WHAT YOU WILL DO —
State how many lines of the entries hold the string "work". Reply with the number alone.

(Dataset entries)

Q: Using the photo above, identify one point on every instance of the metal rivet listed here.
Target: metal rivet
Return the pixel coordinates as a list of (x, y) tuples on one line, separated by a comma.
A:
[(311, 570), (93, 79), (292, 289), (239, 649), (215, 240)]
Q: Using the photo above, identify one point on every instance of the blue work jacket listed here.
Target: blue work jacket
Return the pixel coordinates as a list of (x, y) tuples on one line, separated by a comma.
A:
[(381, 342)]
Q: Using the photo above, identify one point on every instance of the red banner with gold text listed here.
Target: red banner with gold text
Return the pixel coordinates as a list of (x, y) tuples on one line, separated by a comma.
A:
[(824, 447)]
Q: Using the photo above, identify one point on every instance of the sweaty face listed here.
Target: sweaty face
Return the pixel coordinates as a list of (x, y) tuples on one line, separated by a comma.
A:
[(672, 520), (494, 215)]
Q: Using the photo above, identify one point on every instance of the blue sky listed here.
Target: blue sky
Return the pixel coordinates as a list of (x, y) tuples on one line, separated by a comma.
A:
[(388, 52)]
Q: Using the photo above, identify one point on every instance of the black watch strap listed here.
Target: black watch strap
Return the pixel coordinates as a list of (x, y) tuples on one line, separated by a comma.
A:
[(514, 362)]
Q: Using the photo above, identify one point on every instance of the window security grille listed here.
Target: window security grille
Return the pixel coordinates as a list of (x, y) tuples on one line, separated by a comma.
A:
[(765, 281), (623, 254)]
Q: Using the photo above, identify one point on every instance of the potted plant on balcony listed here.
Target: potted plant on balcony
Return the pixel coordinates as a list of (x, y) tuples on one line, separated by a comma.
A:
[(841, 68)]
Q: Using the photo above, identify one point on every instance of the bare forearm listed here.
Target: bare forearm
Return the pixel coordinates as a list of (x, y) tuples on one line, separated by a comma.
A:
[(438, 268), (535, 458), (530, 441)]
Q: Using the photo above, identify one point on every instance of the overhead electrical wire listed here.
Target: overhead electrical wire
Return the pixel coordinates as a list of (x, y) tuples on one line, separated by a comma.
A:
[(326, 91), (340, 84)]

REPLY TO THE EXERCISE —
2